▸ **TASK TO COMPLETE**:
Repeat only the lines from the one holding "Task: for the greenhouse-bench survey, tag the reed" down to the last line of the listing below, including both of those lines.

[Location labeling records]
+++++

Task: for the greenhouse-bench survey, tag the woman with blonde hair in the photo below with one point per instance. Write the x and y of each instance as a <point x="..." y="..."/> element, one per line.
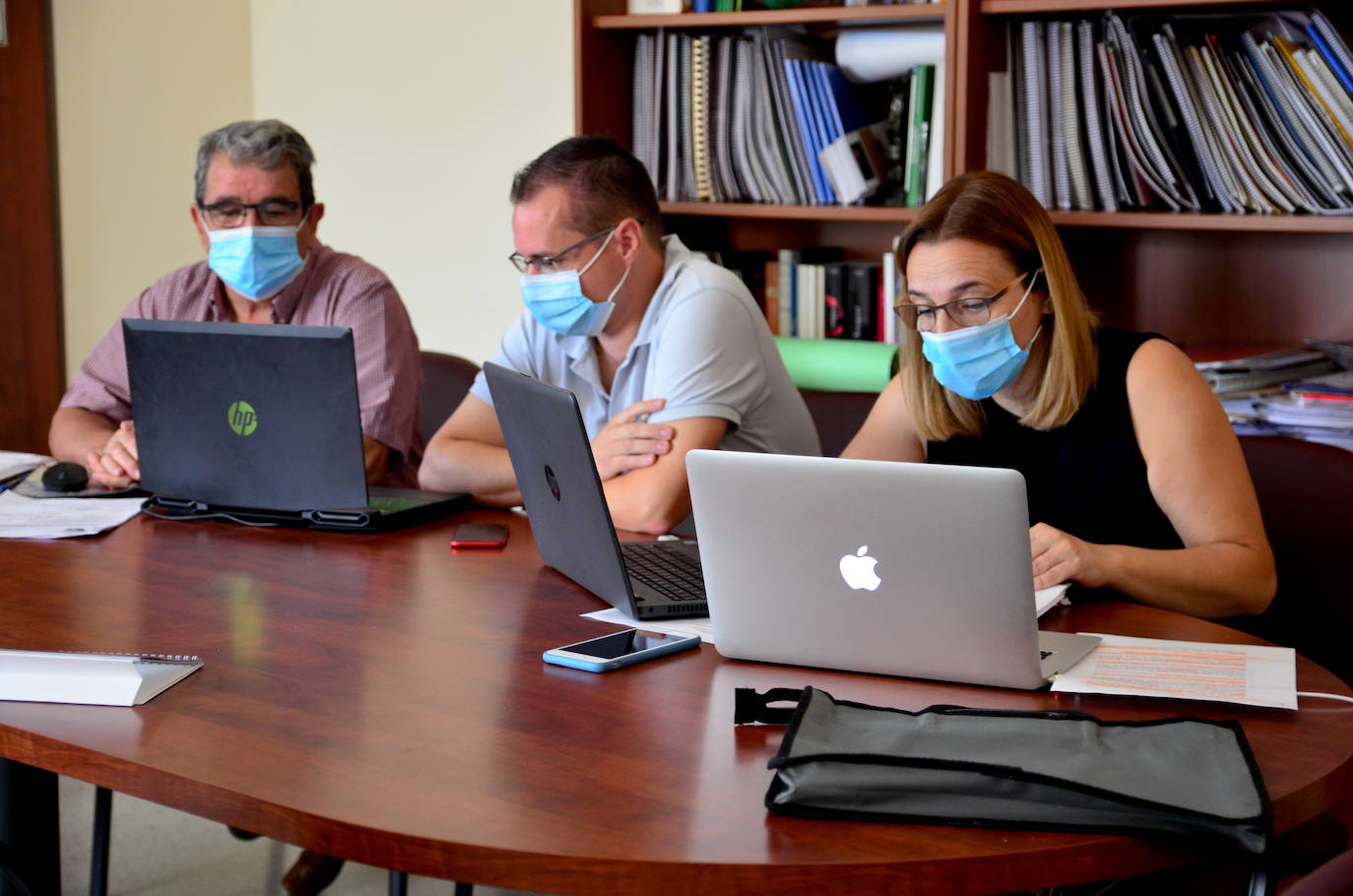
<point x="1135" y="480"/>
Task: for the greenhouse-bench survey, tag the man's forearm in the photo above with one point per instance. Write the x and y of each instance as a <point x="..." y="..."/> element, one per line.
<point x="464" y="466"/>
<point x="76" y="432"/>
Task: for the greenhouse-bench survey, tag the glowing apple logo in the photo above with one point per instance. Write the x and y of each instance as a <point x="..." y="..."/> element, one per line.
<point x="858" y="570"/>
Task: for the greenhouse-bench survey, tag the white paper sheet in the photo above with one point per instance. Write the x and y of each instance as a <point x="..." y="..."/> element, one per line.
<point x="62" y="517"/>
<point x="105" y="679"/>
<point x="1046" y="599"/>
<point x="694" y="625"/>
<point x="1187" y="671"/>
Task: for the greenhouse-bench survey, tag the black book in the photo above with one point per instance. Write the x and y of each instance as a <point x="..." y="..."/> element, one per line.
<point x="862" y="300"/>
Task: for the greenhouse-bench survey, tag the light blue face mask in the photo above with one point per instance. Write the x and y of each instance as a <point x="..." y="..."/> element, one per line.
<point x="257" y="263"/>
<point x="977" y="361"/>
<point x="556" y="299"/>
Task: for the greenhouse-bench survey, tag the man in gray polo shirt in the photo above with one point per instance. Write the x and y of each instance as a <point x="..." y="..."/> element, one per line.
<point x="665" y="350"/>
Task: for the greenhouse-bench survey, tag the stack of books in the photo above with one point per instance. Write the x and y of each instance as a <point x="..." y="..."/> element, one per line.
<point x="1298" y="393"/>
<point x="1249" y="112"/>
<point x="763" y="116"/>
<point x="817" y="293"/>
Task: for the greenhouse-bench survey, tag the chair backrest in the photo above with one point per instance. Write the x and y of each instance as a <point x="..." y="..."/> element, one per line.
<point x="1306" y="495"/>
<point x="447" y="378"/>
<point x="838" y="416"/>
<point x="1331" y="878"/>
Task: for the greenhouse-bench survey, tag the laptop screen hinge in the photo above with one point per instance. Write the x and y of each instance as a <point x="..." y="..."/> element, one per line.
<point x="354" y="519"/>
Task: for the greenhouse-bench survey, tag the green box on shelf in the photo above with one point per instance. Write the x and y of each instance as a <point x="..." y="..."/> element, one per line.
<point x="838" y="365"/>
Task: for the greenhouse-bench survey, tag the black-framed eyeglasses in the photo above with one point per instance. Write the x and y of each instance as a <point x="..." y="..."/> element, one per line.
<point x="549" y="263"/>
<point x="271" y="213"/>
<point x="966" y="311"/>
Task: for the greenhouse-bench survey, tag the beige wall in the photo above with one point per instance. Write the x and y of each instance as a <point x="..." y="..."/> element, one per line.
<point x="137" y="83"/>
<point x="419" y="112"/>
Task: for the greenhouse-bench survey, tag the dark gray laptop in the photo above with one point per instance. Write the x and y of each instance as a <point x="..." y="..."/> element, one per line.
<point x="257" y="422"/>
<point x="570" y="520"/>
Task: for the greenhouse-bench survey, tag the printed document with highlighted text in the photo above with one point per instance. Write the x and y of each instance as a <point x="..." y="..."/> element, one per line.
<point x="1187" y="671"/>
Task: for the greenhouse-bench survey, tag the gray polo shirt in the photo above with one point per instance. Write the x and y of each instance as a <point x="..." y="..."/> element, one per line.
<point x="702" y="346"/>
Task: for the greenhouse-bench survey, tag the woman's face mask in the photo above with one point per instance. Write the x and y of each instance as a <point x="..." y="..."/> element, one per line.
<point x="977" y="361"/>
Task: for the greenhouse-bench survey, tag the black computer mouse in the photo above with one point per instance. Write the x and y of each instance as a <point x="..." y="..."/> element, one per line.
<point x="65" y="477"/>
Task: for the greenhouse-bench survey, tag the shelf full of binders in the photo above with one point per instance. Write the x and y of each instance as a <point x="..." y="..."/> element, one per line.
<point x="778" y="116"/>
<point x="1245" y="121"/>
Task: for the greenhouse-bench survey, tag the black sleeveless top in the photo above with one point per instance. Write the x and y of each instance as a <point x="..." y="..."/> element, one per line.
<point x="1087" y="478"/>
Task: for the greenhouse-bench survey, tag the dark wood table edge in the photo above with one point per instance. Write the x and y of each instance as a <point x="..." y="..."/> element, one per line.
<point x="1085" y="859"/>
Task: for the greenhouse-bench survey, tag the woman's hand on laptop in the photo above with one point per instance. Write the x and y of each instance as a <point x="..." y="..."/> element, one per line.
<point x="1063" y="558"/>
<point x="115" y="466"/>
<point x="628" y="443"/>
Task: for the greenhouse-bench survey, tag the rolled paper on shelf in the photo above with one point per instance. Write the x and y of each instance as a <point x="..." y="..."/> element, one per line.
<point x="879" y="54"/>
<point x="838" y="365"/>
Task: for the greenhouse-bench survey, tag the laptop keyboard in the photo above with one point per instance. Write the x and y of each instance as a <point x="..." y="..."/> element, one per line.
<point x="676" y="574"/>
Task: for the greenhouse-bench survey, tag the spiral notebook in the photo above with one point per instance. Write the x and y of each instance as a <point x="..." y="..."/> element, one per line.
<point x="105" y="679"/>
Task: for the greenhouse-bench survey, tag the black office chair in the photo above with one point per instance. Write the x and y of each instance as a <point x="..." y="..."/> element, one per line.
<point x="447" y="378"/>
<point x="838" y="416"/>
<point x="1331" y="878"/>
<point x="1305" y="491"/>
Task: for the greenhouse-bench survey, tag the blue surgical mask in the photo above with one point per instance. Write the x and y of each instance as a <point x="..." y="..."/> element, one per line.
<point x="257" y="263"/>
<point x="556" y="299"/>
<point x="977" y="361"/>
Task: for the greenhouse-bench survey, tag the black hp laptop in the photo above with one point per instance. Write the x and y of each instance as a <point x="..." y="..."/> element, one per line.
<point x="559" y="484"/>
<point x="257" y="422"/>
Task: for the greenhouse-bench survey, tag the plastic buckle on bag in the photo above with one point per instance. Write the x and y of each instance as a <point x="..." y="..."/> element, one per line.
<point x="749" y="707"/>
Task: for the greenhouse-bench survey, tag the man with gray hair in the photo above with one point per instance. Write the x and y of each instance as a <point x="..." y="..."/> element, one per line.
<point x="256" y="217"/>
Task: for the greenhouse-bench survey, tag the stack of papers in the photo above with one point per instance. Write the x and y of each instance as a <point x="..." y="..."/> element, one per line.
<point x="17" y="462"/>
<point x="62" y="517"/>
<point x="105" y="679"/>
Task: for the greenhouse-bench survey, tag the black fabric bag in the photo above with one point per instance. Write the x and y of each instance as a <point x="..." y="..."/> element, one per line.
<point x="1063" y="770"/>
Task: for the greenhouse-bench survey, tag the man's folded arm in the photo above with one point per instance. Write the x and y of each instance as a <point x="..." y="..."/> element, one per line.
<point x="469" y="455"/>
<point x="657" y="498"/>
<point x="76" y="432"/>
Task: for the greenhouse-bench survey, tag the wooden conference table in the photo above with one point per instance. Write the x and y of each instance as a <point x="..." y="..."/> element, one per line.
<point x="382" y="698"/>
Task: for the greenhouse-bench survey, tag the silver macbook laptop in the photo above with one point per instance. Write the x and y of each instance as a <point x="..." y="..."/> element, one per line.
<point x="899" y="569"/>
<point x="570" y="520"/>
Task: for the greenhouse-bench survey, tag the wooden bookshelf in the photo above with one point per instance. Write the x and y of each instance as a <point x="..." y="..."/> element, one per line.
<point x="1200" y="279"/>
<point x="813" y="15"/>
<point x="879" y="214"/>
<point x="1063" y="7"/>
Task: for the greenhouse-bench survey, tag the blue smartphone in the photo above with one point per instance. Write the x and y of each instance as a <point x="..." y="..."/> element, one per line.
<point x="621" y="649"/>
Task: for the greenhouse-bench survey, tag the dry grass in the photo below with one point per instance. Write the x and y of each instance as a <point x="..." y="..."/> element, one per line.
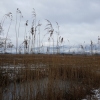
<point x="50" y="77"/>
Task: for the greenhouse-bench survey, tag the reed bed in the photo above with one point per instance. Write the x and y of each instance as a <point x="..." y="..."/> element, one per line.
<point x="48" y="77"/>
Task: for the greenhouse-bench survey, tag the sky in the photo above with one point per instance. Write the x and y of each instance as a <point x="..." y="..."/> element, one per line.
<point x="79" y="20"/>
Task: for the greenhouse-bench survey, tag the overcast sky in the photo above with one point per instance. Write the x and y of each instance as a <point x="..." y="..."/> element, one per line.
<point x="79" y="20"/>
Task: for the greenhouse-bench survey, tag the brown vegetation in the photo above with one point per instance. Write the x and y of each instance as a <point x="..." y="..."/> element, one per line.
<point x="66" y="77"/>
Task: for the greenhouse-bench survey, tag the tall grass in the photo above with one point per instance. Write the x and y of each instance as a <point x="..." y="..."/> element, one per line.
<point x="50" y="77"/>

+++++

▸ **RESULT OF THE TASK**:
Task: for the greenhouse-bench survey, tag the reed bed in the photo above with one point per instance. Write the x and y of each instance as a <point x="..." y="..."/> element, one per line.
<point x="48" y="77"/>
Task: for the greenhouse-bench survey, tag the sky in the photo above with one point per instance. Write the x and y of each instance as a <point x="..." y="..."/> element, one per line.
<point x="79" y="20"/>
Task: for the greenhouse-bench survey, tag the overcast sky in the photo above with one point per instance. Write the x and y of each instance as a <point x="..." y="..."/> element, one per line.
<point x="79" y="20"/>
Task: for the greenhouse-bench survey, tag the brown vegetation in the photo above with one point per instance. Write the x and y of each instance as a <point x="..." y="..."/> element, one per line.
<point x="66" y="77"/>
Task: for the greenhouse-bench survey, tag the tall grass in the photo above with one point per instance. Write the x and y of each instance as a <point x="..." y="..."/> element, one per line.
<point x="50" y="77"/>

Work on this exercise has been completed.